Set exercise:
Select and copy each line of the listing that contains the word "blonde".

(Dataset excerpt)
* BEGIN *

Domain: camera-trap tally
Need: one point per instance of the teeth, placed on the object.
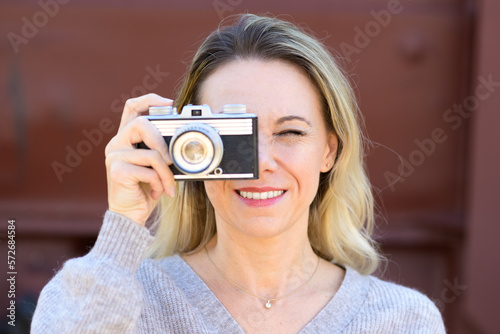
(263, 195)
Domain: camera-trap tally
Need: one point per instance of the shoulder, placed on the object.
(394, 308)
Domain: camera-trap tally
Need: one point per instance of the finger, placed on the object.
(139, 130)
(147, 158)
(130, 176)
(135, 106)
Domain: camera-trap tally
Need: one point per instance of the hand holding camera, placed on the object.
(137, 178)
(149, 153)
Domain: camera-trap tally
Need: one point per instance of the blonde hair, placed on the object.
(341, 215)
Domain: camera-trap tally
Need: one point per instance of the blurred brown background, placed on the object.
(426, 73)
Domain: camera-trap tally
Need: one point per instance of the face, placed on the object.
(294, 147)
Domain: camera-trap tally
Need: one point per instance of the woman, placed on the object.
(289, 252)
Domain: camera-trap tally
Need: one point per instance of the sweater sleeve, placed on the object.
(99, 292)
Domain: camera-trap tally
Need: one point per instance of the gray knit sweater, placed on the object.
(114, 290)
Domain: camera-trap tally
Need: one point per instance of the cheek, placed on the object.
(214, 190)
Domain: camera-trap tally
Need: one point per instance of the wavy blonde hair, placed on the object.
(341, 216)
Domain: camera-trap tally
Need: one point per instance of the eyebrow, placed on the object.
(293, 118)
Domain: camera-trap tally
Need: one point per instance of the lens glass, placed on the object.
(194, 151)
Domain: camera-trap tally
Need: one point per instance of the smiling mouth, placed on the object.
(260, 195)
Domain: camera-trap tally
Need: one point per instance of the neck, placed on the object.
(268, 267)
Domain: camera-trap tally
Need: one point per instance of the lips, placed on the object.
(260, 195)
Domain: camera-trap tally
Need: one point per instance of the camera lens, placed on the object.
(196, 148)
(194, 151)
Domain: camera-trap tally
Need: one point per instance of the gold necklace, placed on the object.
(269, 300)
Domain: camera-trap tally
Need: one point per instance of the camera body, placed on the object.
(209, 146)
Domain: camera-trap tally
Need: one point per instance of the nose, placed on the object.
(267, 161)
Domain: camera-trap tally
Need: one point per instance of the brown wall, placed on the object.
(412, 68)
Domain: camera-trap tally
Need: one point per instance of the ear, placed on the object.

* END *
* BEGIN *

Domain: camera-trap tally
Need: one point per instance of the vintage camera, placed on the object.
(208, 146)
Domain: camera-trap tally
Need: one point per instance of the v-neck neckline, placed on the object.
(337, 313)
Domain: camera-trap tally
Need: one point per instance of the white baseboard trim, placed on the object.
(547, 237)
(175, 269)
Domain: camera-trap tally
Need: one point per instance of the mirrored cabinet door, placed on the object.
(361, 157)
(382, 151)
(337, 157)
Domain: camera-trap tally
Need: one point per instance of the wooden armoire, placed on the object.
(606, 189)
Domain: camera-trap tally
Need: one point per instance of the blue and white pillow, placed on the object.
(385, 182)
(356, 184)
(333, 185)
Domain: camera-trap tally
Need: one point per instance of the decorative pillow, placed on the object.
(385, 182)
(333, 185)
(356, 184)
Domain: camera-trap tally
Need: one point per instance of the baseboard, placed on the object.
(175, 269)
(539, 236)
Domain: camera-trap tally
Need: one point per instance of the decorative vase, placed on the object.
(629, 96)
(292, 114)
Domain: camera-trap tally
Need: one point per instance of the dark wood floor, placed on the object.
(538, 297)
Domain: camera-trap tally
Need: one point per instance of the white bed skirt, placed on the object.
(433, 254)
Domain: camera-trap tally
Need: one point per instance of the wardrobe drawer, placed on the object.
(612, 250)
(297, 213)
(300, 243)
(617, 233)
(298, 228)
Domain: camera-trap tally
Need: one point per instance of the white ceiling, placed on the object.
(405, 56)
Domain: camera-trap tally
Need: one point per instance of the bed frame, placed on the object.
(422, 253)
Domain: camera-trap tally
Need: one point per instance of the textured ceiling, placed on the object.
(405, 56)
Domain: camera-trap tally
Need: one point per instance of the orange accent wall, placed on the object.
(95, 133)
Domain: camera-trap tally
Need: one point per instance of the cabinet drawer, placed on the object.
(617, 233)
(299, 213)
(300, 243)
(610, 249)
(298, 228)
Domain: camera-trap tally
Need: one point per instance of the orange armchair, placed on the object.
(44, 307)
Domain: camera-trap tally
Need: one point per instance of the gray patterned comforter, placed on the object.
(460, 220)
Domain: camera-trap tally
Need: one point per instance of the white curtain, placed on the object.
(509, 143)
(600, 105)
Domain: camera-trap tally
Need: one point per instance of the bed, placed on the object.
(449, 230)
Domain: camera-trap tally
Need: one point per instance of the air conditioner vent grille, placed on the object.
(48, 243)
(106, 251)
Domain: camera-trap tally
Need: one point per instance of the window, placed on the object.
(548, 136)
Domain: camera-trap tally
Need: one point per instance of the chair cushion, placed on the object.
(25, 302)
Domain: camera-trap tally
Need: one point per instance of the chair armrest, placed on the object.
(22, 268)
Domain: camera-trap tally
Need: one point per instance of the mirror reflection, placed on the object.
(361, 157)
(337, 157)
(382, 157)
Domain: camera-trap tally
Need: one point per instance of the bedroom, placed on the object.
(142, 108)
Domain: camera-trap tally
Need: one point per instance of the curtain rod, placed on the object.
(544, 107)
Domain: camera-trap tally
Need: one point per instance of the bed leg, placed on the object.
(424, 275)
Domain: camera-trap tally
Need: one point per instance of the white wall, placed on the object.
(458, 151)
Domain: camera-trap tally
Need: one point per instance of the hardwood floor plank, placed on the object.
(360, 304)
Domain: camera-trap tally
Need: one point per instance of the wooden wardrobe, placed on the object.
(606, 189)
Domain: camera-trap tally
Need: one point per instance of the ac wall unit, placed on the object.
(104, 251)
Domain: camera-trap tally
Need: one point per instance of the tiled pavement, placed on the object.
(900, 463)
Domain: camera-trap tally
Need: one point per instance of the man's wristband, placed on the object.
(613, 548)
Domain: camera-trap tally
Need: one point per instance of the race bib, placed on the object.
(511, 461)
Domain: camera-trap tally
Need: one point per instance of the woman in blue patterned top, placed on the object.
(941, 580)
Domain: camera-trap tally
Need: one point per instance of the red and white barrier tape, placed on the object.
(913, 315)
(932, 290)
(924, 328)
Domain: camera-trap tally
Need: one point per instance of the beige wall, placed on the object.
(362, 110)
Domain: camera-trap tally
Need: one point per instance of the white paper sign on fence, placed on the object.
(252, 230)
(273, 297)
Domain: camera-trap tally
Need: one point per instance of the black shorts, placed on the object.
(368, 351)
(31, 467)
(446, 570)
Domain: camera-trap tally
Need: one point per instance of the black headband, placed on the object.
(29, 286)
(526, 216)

* END *

Task response:
Need: one point per instance of the blonde hair, placed on the object.
Need: one point per instance of the wavy blonde hair, placed on the object.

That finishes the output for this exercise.